-- start of Input material --

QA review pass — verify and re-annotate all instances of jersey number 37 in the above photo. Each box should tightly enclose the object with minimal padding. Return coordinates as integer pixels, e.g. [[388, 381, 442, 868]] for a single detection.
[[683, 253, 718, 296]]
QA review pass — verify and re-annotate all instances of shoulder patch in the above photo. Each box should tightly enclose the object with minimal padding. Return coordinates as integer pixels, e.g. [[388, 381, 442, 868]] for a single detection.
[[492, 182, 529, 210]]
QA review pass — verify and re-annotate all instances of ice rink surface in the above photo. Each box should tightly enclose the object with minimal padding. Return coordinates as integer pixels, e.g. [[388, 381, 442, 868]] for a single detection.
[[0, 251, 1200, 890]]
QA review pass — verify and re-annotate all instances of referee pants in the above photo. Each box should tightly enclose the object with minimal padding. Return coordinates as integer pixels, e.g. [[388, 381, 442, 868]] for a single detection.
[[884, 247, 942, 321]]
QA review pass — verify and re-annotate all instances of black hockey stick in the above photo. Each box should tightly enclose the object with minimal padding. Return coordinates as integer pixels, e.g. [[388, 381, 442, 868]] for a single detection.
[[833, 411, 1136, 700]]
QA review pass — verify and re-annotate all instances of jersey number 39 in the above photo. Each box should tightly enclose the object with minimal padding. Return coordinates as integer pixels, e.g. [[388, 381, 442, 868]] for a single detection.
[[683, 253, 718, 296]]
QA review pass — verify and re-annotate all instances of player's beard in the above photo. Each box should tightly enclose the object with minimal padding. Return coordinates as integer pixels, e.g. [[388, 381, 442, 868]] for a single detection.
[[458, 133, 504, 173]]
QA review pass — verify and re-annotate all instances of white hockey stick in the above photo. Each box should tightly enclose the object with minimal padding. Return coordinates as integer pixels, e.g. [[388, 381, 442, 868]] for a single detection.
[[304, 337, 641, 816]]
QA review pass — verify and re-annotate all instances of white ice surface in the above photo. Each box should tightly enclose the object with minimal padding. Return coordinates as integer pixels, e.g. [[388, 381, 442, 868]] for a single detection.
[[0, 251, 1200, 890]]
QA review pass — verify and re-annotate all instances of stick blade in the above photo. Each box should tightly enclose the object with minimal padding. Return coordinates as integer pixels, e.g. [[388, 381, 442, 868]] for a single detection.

-- end of Input material --

== To be done ==
Please rewrite these lines with "hockey stick" renamed to "ice hockey stick" wherever it appears, changing nothing else.

== Solved problem ==
QA review pass — verify and re-annotate all instances of jersey number 37 in the above photo. Each box should tightly enclose the object with minimal padding. Return coordinates as integer pixels, e.g. [[388, 381, 442, 868]] for a single detection.
[[683, 253, 718, 296]]
QA review pass — verify and re-annotate all instances of shoulder patch in the above photo. Each box should tightly enclose the object with minimal padding. Return coordinates as integer pixels, e.g. [[388, 381, 442, 868]] for a single detection.
[[492, 182, 529, 210]]
QA review pass — verify and re-annotate all instances of ice rink surface in the above photo. Each box should tightly enclose the object with minimal padding. Return coordinates as integer pixels, e.g. [[388, 381, 442, 868]] for a single detection.
[[0, 251, 1200, 890]]
QA review pass — verify and re-annotate all instances of referee pants in the above photo. Each box should tightly enclose the object with minimal padding. Return coordinates as integer pixels, e.g. [[388, 381, 442, 868]] for a single detection.
[[884, 247, 942, 321]]
QA review pass — verify and re-annotate all instances of black ice hockey stick in the above photo. Each box should tightly enclose the object with minimal padding. Return coordinates as integer pixels, e.g. [[388, 381, 442, 868]] for a single detection.
[[833, 411, 1136, 700]]
QA review pass — verify and re-annotate all instances of jersey number 39 in the above photo. Each box should tightly enclose the object with minimal padding. Return coordinates as integer pixels, e.g. [[388, 381, 442, 868]] for a single detection.
[[683, 253, 718, 296]]
QA review pass — verify and re-annotate all instances of player's beard in the above photo. Each box should tightly enclose the object with minimal padding. Return coordinates as integer pixels, e.g. [[388, 381, 442, 868]] for a single detection.
[[458, 133, 504, 173]]
QA review pass — verify and re-annotate all instances of white ice hockey stick in the above photo. Each box should tightly enclose the object with minimal padding. Return coordinates as integer pixels, e.g. [[388, 381, 442, 868]] for a single detection.
[[304, 337, 641, 816]]
QA review pass — verify and re-annotate all instances of white ice surface in the above photo. Each box should tightly enclose the object with minimal padding. Return coordinates as integer pixels, e.g. [[388, 381, 442, 868]] for a single detection.
[[0, 251, 1200, 890]]
QA review pass — verify and re-annotate all instances of stick blade in the above photo. Each box should tightly enclose the object with minimal padding. Return coordinates as integer pixels, e.g. [[388, 381, 442, 868]] for a single detection.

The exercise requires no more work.